Parts of the exercise.
1/ The piece on the Medical Digital Twin platform states what the platform aims to make easier or better. List each of these aims.
2/ Answer from the Medical Digital Twin text:
(a) Since when has CMIV had the research platform named Medical Digital Twin?
(b) In which year was MeDigiT elected flagship project, and by whom?
(c) How many demonstrator projects make up the platform?
3/ Resume the Medical Digital Twin text right after its last sentence.

Text excerpt.
Medical Digital Twin
Now more than ever digital twin has become a buzz word. At CMIV there has been a research platform named Medical Digital Twin since early 2019. In the movement towards precision medicine, it has become more and more important to create a digital copy of the patient, a digital simulation of a patient’s health. That digital replica learns through simulation and gives the possibility to test interventions at a minimal risk but with greater benefit.
MeDigiT as flagship project
In 2021, Medical Digital Twin (MeDigiT) was elected flagship project by CMIV scientific council.
A prerequisite for being able to maintain cost-effectiveness and high qualitative healthcare is to make the treatment of patients more individualized. Advanced data driven techniques offer the possibility to measure and quantify the course of disease. However, it is difficult to make a diagnosis based on measurements as local ailments often affect the whole body. In addition, patients seldom have only one ailment but several at the same time. To be able to understand and use all these data, a tool is needed that can evaluate and visualize the entire patient's complex anatomy and physiology. A common solution for this in the industry is to create a digital twin, a replica in a computer. In the same way this is applied to medicine.
Thus, in a clinical environment it is possible to simulate different treatment scenarios by using a digital twin of a patient. This digital model can be used to optimize treatment but also to gain insight on how different treatments for different diseases affect each other. In the development of medical digital twins, health care and MedTech companies need to work together. That cooperation is a prerequisite for moving forward.
Tino Ebbers, professor in physiological measurements, with special research interest in cardiovascular imaging with focus on assessment of blood flow dynamics and tissue characterization, is leading the MeDigiT platform. The goal is to enable the use of individual-specific digital models in healthcare to facilitate diagnoses, more individualized treatment of different illness and improved training of healthcare staff.
The platform consists of five demonstrator projects, Tino explains. One of the projects is a collaboration with Sectra and Region Östergötland and focuses on the use of time-resolved digital twins of the body’s joints in teaching.

Supplied data.
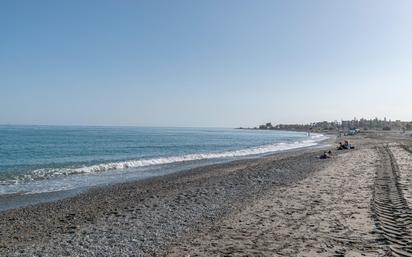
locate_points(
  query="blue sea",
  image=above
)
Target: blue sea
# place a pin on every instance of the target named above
(38, 159)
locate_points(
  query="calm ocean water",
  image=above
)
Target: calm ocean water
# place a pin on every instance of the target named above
(35, 159)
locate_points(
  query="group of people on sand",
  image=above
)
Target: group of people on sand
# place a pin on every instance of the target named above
(326, 155)
(345, 146)
(342, 146)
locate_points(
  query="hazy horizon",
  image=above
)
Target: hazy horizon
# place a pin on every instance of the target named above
(204, 64)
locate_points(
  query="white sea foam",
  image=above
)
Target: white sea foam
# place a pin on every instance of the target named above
(121, 165)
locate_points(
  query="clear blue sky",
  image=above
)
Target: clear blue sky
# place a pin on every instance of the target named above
(204, 63)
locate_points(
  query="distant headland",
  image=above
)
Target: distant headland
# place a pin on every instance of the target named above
(343, 125)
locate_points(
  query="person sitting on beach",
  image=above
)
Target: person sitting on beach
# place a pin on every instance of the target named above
(325, 155)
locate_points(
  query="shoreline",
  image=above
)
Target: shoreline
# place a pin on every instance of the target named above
(156, 211)
(19, 200)
(311, 207)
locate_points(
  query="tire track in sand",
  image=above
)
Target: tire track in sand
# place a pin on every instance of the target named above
(393, 215)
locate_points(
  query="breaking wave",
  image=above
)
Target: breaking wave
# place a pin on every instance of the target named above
(47, 173)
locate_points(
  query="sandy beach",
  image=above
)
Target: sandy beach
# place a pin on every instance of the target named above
(356, 203)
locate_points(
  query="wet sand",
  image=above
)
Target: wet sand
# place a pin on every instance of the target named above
(286, 204)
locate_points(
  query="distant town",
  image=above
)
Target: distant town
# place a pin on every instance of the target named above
(344, 125)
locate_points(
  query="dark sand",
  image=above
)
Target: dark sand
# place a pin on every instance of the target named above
(286, 204)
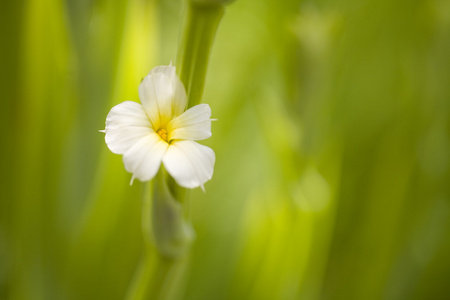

Responses in order.
1/
- facilitate diagnoses
- more individualized treatment of different illness
- improved training of healthcare staff

2/
(a) Since early 2019.
(b) In 2021, by the CMIV scientific council.
(c) Five.

3/
Another demonstrator is focusing on CMIV’s cutting edge research on imaging of the cardiovascular system. By simulating the heart flow based on examinations in the computed tomography (CT) scanner, individualized digital twins are tested for diagnosis and treatment evaluation in heart disease. The goal is to improve valve surgery and risk assessment of blood clot formation in atrial fibrillation.
The third demonstrator is a collaboration with Scandinavian Real Heart. This demonstrator strives to improve the design of medical implants as for example the artificial heart by using magnetic resonance imaging (MRI), conventional CT as well as the new photon counting detector CT (PCD-CT). The entire measuring equipment is huge for two reasons (see image).
Medical equipment with an artificial heart in the MR scanner. One is that it is a heart with a motor in it and that motor cannot be in the MR scanner. The second is that to test a heart, you need to have the whole system around in order to simulate the vascular system. It must work with a certain pressure, Tino explains.
In the Whole-body demonstrator a SheDigiT and a HeDigiT are created. It also develops a platform to enable the creation of digital twins of patients with public diseases.
Last there is a new demonstrator of the whole-body composition digital twin, which is focusing on body composition measurements in cooperation with AMRA Medical.
The main objective with MeDigiT is to create and promote a network for the exchange of knowledge and experience between Linköping University, Region Östergötland and companies in medical visualization.
-The most important thing about the platform is that we create a network where we can learn from each other, Tino concludes.